| TASK DETAILS |
Going through the data below, copy out each line where the word "coin" shows up.

[Free-text object descriptions]

※ ※ ※

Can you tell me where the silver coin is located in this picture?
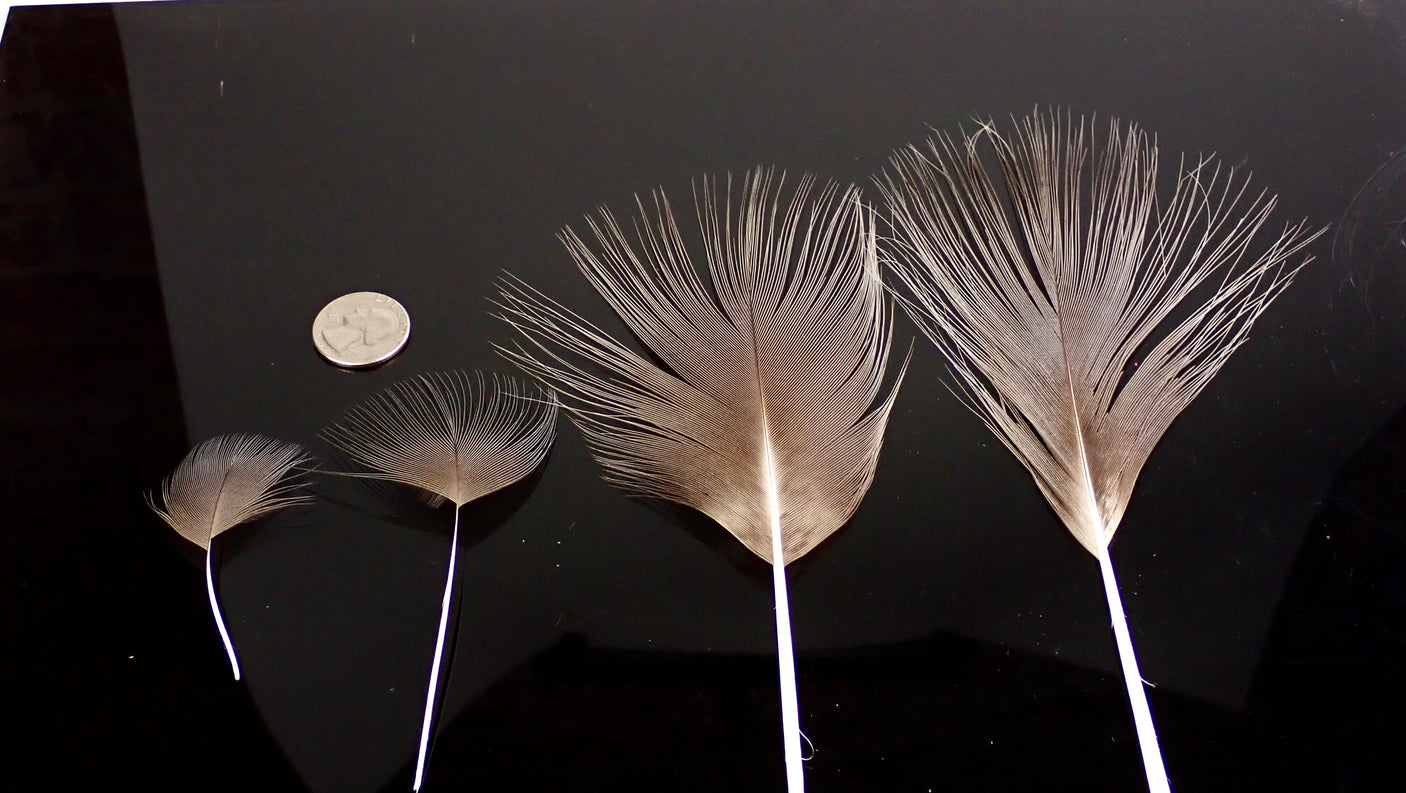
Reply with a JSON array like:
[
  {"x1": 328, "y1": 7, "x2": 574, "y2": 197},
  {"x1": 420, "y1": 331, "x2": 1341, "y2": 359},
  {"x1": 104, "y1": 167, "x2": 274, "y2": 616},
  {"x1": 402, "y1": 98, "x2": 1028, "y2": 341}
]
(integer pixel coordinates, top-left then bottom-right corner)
[{"x1": 312, "y1": 292, "x2": 411, "y2": 368}]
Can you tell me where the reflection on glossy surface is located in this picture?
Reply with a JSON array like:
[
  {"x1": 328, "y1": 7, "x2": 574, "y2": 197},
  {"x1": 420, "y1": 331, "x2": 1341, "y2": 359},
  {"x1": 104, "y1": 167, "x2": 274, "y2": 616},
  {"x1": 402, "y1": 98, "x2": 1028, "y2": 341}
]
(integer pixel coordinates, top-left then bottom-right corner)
[
  {"x1": 5, "y1": 1, "x2": 1406, "y2": 791},
  {"x1": 2, "y1": 7, "x2": 300, "y2": 791},
  {"x1": 1251, "y1": 402, "x2": 1406, "y2": 791}
]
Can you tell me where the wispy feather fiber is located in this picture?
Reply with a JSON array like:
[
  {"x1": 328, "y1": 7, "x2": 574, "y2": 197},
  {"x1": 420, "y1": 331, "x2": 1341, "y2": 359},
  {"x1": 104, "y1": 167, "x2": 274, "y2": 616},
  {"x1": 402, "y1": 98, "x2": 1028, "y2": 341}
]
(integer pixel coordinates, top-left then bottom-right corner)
[
  {"x1": 321, "y1": 370, "x2": 557, "y2": 508},
  {"x1": 879, "y1": 110, "x2": 1323, "y2": 555},
  {"x1": 498, "y1": 168, "x2": 904, "y2": 565}
]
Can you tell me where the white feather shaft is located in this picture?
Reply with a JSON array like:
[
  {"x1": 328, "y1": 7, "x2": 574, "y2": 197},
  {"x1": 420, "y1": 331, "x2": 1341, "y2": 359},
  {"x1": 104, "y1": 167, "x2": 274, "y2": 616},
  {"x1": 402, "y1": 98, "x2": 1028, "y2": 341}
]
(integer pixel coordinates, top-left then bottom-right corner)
[
  {"x1": 413, "y1": 507, "x2": 460, "y2": 792},
  {"x1": 205, "y1": 546, "x2": 241, "y2": 681},
  {"x1": 764, "y1": 423, "x2": 805, "y2": 793},
  {"x1": 1098, "y1": 549, "x2": 1170, "y2": 793}
]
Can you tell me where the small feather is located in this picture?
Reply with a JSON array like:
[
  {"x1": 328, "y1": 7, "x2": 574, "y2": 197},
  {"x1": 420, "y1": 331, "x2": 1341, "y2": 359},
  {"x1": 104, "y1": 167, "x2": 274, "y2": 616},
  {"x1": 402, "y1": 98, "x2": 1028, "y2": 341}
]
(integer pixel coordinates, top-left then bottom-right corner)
[
  {"x1": 149, "y1": 433, "x2": 314, "y2": 550},
  {"x1": 147, "y1": 433, "x2": 313, "y2": 682}
]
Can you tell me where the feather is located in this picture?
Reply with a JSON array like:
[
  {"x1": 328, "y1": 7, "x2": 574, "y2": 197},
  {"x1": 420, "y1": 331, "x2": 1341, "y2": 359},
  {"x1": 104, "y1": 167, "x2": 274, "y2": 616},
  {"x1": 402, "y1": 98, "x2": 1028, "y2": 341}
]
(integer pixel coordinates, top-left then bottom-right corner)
[
  {"x1": 876, "y1": 109, "x2": 1325, "y2": 792},
  {"x1": 496, "y1": 168, "x2": 906, "y2": 793},
  {"x1": 147, "y1": 433, "x2": 314, "y2": 681},
  {"x1": 321, "y1": 370, "x2": 557, "y2": 792}
]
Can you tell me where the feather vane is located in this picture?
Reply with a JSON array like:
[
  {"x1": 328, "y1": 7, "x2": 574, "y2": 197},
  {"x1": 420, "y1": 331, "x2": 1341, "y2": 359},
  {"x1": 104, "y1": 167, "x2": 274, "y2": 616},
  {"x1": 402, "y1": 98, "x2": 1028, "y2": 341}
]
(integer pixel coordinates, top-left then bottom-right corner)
[
  {"x1": 150, "y1": 433, "x2": 313, "y2": 550},
  {"x1": 498, "y1": 169, "x2": 904, "y2": 565},
  {"x1": 880, "y1": 111, "x2": 1321, "y2": 554}
]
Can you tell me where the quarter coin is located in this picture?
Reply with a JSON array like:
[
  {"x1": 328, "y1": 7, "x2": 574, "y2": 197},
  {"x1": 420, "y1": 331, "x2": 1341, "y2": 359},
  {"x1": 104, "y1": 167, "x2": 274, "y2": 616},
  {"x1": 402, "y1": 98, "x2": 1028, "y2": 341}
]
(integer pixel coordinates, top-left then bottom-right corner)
[{"x1": 312, "y1": 291, "x2": 411, "y2": 368}]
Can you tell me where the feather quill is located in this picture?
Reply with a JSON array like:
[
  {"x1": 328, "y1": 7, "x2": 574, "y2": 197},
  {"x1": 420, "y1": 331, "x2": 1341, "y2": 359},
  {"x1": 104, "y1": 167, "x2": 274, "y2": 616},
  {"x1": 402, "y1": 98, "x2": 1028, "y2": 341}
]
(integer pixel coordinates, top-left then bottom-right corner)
[
  {"x1": 321, "y1": 370, "x2": 556, "y2": 792},
  {"x1": 877, "y1": 109, "x2": 1325, "y2": 792},
  {"x1": 147, "y1": 433, "x2": 314, "y2": 681},
  {"x1": 496, "y1": 168, "x2": 905, "y2": 793}
]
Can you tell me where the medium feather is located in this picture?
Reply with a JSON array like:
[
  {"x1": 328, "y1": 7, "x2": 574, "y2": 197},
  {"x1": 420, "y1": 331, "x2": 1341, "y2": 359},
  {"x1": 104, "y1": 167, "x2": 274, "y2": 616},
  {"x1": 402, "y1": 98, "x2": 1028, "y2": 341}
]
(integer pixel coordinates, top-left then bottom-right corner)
[
  {"x1": 877, "y1": 108, "x2": 1325, "y2": 793},
  {"x1": 496, "y1": 168, "x2": 905, "y2": 793},
  {"x1": 321, "y1": 369, "x2": 556, "y2": 792}
]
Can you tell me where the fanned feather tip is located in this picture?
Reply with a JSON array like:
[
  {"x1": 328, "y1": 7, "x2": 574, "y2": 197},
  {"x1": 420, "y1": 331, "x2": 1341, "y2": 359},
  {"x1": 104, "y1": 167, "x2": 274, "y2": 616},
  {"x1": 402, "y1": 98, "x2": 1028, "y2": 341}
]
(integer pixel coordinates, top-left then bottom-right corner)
[
  {"x1": 878, "y1": 109, "x2": 1324, "y2": 555},
  {"x1": 496, "y1": 168, "x2": 906, "y2": 565},
  {"x1": 877, "y1": 107, "x2": 1325, "y2": 793},
  {"x1": 320, "y1": 370, "x2": 558, "y2": 509},
  {"x1": 148, "y1": 433, "x2": 315, "y2": 550}
]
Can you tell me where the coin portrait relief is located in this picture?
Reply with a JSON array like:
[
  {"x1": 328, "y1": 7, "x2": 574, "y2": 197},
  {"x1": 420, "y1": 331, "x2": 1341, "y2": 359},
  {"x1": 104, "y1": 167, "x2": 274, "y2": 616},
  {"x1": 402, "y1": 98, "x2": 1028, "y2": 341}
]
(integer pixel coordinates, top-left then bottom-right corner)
[{"x1": 312, "y1": 292, "x2": 411, "y2": 368}]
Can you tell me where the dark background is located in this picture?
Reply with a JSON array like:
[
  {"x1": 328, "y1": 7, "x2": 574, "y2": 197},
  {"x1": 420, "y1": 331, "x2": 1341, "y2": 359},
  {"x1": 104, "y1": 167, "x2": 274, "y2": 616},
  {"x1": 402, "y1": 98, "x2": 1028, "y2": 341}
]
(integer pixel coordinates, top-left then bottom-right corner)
[{"x1": 3, "y1": 1, "x2": 1405, "y2": 791}]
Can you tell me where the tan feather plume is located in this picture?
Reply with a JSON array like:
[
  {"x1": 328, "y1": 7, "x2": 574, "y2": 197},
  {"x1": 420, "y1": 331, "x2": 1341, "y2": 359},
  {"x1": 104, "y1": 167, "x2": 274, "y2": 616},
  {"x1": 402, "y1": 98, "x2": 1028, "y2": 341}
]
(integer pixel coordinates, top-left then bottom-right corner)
[
  {"x1": 322, "y1": 370, "x2": 557, "y2": 510},
  {"x1": 321, "y1": 370, "x2": 556, "y2": 792},
  {"x1": 497, "y1": 168, "x2": 906, "y2": 793},
  {"x1": 148, "y1": 433, "x2": 315, "y2": 680},
  {"x1": 877, "y1": 109, "x2": 1325, "y2": 792}
]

※ ※ ※

| TASK RESULT |
Can you tell me where the silver coin is located in this picture?
Can you tell me where the quarter coin is located in this picture?
Can you tell me where the coin portrait relief is located in this picture?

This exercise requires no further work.